Stated task:
Print the listing below exactly.
::::::::
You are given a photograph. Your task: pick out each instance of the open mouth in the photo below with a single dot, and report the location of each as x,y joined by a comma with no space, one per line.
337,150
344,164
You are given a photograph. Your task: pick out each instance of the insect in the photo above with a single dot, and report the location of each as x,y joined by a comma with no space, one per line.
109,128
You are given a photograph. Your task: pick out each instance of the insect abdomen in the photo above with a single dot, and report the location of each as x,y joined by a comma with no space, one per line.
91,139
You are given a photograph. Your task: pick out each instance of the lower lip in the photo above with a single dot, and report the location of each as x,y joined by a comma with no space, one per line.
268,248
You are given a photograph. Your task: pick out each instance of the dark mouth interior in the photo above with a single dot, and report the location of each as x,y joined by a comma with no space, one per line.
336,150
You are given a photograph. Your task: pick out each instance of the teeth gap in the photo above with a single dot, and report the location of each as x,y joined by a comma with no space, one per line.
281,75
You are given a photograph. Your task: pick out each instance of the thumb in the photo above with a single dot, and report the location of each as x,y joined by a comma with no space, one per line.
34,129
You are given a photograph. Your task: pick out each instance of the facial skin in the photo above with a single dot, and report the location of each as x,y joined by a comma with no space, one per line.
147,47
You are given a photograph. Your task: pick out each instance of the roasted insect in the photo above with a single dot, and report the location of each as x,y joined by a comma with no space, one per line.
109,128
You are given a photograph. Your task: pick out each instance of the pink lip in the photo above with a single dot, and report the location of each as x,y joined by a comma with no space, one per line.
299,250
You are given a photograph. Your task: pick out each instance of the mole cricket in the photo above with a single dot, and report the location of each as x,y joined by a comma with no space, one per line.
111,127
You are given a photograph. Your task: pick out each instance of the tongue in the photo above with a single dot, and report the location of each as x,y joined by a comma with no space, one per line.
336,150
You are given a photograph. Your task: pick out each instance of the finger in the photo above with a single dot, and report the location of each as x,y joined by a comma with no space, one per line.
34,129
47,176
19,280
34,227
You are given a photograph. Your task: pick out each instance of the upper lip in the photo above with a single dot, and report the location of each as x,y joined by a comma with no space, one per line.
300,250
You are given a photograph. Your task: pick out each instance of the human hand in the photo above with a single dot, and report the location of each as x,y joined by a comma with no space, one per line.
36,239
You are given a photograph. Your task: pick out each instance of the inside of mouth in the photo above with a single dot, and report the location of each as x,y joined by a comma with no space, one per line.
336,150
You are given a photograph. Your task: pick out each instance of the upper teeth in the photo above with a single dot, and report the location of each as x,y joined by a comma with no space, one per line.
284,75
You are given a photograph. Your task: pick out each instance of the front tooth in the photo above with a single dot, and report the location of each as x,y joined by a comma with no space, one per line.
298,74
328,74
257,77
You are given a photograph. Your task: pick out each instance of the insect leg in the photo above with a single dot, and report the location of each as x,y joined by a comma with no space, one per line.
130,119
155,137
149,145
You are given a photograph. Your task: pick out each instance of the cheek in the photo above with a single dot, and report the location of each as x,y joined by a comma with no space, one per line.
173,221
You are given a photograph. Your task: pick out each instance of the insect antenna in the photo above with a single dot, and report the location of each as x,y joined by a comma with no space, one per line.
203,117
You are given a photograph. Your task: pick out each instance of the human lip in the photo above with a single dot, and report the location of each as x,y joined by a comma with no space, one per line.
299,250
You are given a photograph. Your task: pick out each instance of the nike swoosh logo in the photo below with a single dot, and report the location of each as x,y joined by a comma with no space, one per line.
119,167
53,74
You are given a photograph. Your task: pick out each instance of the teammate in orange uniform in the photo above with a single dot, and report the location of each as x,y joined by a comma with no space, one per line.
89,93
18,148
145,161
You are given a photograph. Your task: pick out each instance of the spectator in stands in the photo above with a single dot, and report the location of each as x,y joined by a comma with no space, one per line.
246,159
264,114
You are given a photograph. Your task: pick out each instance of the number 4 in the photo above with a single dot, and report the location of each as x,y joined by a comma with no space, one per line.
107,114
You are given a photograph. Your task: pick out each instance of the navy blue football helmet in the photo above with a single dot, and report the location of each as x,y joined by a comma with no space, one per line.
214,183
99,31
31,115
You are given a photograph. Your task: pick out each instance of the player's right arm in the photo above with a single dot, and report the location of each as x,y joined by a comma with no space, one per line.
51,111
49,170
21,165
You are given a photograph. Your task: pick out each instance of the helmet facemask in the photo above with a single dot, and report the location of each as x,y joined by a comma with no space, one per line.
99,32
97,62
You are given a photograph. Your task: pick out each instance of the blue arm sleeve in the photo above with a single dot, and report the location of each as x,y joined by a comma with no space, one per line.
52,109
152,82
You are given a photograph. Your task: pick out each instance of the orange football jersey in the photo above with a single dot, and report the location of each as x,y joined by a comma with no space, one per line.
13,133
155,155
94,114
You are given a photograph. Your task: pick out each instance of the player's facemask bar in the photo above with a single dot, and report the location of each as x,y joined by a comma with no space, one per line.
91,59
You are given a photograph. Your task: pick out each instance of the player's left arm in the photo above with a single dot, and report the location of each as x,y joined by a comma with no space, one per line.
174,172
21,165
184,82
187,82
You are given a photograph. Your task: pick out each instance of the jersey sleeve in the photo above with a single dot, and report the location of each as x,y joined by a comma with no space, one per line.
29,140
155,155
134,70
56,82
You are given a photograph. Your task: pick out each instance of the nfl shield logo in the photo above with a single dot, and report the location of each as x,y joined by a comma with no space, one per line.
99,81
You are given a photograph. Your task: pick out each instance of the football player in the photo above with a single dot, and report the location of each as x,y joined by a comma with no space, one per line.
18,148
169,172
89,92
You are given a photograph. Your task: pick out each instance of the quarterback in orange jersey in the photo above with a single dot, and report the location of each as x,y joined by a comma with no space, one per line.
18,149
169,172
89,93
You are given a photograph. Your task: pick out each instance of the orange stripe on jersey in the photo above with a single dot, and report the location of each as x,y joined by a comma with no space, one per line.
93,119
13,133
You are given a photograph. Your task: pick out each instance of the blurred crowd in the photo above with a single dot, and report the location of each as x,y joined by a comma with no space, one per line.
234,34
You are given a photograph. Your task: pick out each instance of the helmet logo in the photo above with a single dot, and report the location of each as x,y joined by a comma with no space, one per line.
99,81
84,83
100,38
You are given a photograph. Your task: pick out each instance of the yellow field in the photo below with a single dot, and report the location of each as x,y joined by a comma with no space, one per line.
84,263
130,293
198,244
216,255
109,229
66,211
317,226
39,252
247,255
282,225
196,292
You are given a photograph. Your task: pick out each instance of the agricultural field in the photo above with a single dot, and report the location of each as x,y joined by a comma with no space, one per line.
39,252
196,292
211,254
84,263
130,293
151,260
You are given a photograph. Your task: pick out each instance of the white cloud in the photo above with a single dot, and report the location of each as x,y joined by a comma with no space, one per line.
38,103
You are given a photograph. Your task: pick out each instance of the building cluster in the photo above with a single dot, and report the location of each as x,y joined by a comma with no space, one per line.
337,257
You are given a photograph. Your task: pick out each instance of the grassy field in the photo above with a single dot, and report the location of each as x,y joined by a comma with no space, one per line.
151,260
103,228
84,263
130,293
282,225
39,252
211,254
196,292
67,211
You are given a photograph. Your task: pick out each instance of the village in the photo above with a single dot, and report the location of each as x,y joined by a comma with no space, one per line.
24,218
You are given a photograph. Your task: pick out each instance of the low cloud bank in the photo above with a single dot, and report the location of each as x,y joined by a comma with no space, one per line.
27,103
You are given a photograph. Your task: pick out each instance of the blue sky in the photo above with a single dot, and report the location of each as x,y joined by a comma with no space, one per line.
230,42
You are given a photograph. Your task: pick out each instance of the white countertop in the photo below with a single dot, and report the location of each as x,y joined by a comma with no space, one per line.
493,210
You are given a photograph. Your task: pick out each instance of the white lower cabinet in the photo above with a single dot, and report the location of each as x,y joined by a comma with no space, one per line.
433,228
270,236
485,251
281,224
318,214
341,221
::::::::
Exercise solution:
You are given a photograph. Your task: pick out each instance of the open mouth in the photo below with a single dot, and report the location of each as x,y joined by a comma with no space, one per line.
337,150
344,164
You are given a photograph. Your task: pick out each instance of the insect in the photo above with a single dot, and report the location of each as x,y joined by a comma with no space, one per line.
109,128
You are given a photograph. Your task: pick out each instance of the insect abdomen in the photo above with a single dot, and report the location of each as x,y joined by a comma with no space, one per line.
91,139
You are given a photograph. Your task: pick out each instance of the lower lip in the photo above with a single dot, and report the location of each as x,y joined by a comma with no space, one per line.
268,248
You are given a photograph. Your task: pick out each instance of the dark mouth interior in the photo above with a single dot, and report the location of each as x,y joined by a comma with no space, one per line.
336,150
You are given a photograph. Your task: pick out each instance of the teeth gap in the photo above with a single dot, and report the location of each as x,y joined by a comma with no space, one per line.
281,75
You are given a photograph. Your task: pick out each instance of the thumb in the photo above with a single dot, and report the location of each as x,y joined by a comma with no space, one per line.
34,129
You are given a photograph. Your task: pick out each instance of the facial skin in the photo above with a single dot, and report the location of each as x,y joined by a comma with no space, one per line.
147,47
You are given a photograph. Your task: pick out each instance of the roasted insect in the photo above with a single dot, and report the location of each as x,y joined by a comma with no space, one per line.
109,128
You are given a photograph. Your task: pick out each instance of the pink lip in the photo above with a single dot, and report the location of each as x,y joined by a comma with no space, one per line.
299,250
You are given a photograph. Your task: pick out each instance of the mole cricket in the photo above with a single dot, and report the location of each as x,y joined by a comma with no space, one per line.
111,127
You are given a photograph. Your task: pick out each instance of the tongue in the photo above with a single dot, and report the location of each as x,y joined by a comma with no space, one per line.
336,150
You are given a photograph. Your task: pick out each instance of the finger in the photo above with a single dot, and report the location of each as x,y joined by a comma with no space, one per line.
34,129
47,176
19,280
34,227
You are given a photograph. Your task: pick out each instance of the upper lip in the photo above with a single dot, and report the location of each as x,y joined by a comma with no space, one per line.
300,250
You are given a photograph. Your task: pick out each instance of the human hand in the photo above with a single dot, and report the location of each as x,y joined by a comma with no space, one per line.
36,239
You are given a photograph. Your task: pick out each instance of the inside of mouth in the photo above with a single dot, and report the location of each as x,y joined by a comma with no space, one per line.
336,150
You are given a photograph. Your task: pick out each instance of the upper teeth in the photo above with a single dot, and report the location of each as x,y joined by a comma with no space, one per line.
284,75
You are given a photograph. Your task: pick out each instance of the front tooth in the photo above with a single dot, and report the location of each as x,y joined by a comma with no space, one per line.
298,74
328,74
257,77
You are given a photograph. Your task: pick out each instance of the insect leg in the photo above with a single dot, and report the location of each as x,y joined by a comma with no space, one per line.
130,119
155,137
149,145
You are given a photograph. Your task: pick out each instance of the cheek in the photo above with a single dot, and report the location of each as x,y joined by a comma with no space, one per line.
173,221
You are given a photograph. Your task: pick out each instance of the insect antenna in the photo above with a single dot, and report the location of each as x,y joined by a comma with no space, one per line.
203,117
You are given a photograph. Your task: pick out each instance of the human lip in the photo above with a single dot, and report the location of each as x,y joined by a comma with no space, one per line.
299,250
You are given a photograph. Your task: pick out each instance of the nike swoosh logo in the photo below with a single dot, and report the location of each as x,y joined by a comma with no space, one per line.
119,167
53,74
You are given a photograph. Your task: pick out each instance of the teammate in orange uniform in the photo above with a single dot, and report the location of each as x,y joined by a comma with no space, one per line.
89,93
18,148
145,161
You are given a photograph. Your task: pick out each instance of the spectator in stands in the photo above with a single dot, and report the location of each as x,y joined by a comma with no space, one per line.
246,159
264,114
You are given a photograph. Your task: pick out each instance of the number 4 in the photo above with a single dot, and report the location of each as x,y joined by a comma with no space, one per line.
107,114
You are given a photograph. Your task: pick out each instance of the navy blue football helmet in the photo above with a single dot, and report the location of each as x,y joined by a comma with no space, one per line.
214,183
99,31
31,115
You are given a photograph. Your task: pick out each instance of the player's right arm in the photo above with a single dot, and report the location of each as x,y joined by a comma with no space, one per line.
51,111
49,170
21,165
You are given a photograph. Your task: pick out each instance of the helmet facemask in the photo above with a single dot, and report the location of each as x,y joined by a comma with no space, one per line.
99,32
97,62
You are given a photograph. Your task: pick out each instance of the blue arm sleeve in the photo above with a single dot, and report the location of each as x,y joined by a comma with no space, one per line.
52,109
152,82
You are given a photograph. Your task: pick out each instance of the orange football jersey in the photo above with a single dot, and report the location of each as x,y joined by a comma with no space, one per line.
13,133
155,155
94,114
You are given a photograph. Your task: pick out each instance of the player's facemask bar in the photo above with a single dot, and report the location of each as x,y joined by a comma with no space, one per line.
91,59
You are given a photograph. Your task: pick out each instance of the player's left arm in the photo above with a single dot, and report the location of each as x,y joined by a comma with no space, one per line.
174,172
21,165
184,82
187,82
You are given a photograph. Your task: pick out each instance of the jersey sleeve in the photo above with a single dot, and report the location of each as x,y joined by a comma with no space, one per line.
29,140
155,155
134,70
56,82
You are given a photograph. Your task: pick out each instance of the nfl shield logo in the photo above with a single dot, and report the location of each as x,y joined by a comma with no space, one per line.
99,81
You are given a photograph. Your task: pick out each instance of the football player in the photo above with a single dot, and report the location of each as x,y joined by a comma with no space, one per line.
18,148
169,172
89,92
You are given a photograph. Your task: pick out each instance of the quarterback in orange jersey in the photo above with a single dot, and report the location of each as x,y joined by a comma with no space, one per line.
18,149
169,172
89,93
You are given a photograph. Your task: pick out each instance of the orange stripe on jersey in the photo above with a single dot, and report the location of each as x,y joined by a comma with no space, one per line.
93,119
13,133
You are given a photograph. Your task: pick out each instance of the blurred crowd in the photo above with a single dot, and report the location of each as x,y joined by a comma with no space, one per line.
234,34
You are given a photograph. Your task: pick out each instance of the helmet logo in the photo above with a single dot, and report the location of each as x,y joined by a comma with no space, one per line.
99,81
84,83
100,38
You are given a photograph. Your task: pick out each instance of the yellow field in the photo below with a single dot, and report the location of each as x,y joined by a comma with no space, one per line.
84,263
130,293
198,244
216,255
109,229
66,211
317,226
39,252
247,255
282,225
196,292
You are given a photograph. Your task: pick out each instance of the agricultural field in the photo above with a single dot, and report the location of each as x,y joined by a comma with no space, one per line.
39,252
196,292
211,254
84,263
130,293
151,260
You are given a photograph. Your task: pick out each instance of the white cloud in the photo above with a single dot, and report the location of each as x,y joined by a comma with no space, one per line.
38,103
You are given a photograph. Your task: pick out each instance of the building cluster in the photo above with a single dot, and report the location of each as x,y joined by a comma with no space, one per line.
337,257
You are given a photograph. Your task: pick out each instance of the grassy field in the photo above with a single dot, and report the location of each as x,y joined by a comma with no space, one per line.
151,260
103,228
84,263
130,293
282,225
39,252
211,254
196,292
67,211
You are given a photograph. Your task: pick out each instance of the village in the photo above with a single dot, and report the location of each as x,y joined by a comma with no space, one per line.
24,218
You are given a photograph. Your task: pick out each instance of the low cloud bank in the photo above with a single dot, and report the location of each as x,y joined by a comma with no space, one per line.
27,103
You are given a photograph. Your task: pick out each instance of the blue sky in the photo above with a single dot, and report the location of each as x,y joined by a comma with no space, one per line.
230,42
You are given a photograph. Your task: pick out each instance of the white countertop in the photo below with a single dot, and report the location of each as x,y joined by a comma with no space, one per line.
493,210
You are given a photograph. Your task: pick out each instance of the white lower cabinet in the photo above with a single dot, and report the location of each as x,y joined by a comma with no space, one per line.
433,228
270,236
485,251
281,224
318,214
341,221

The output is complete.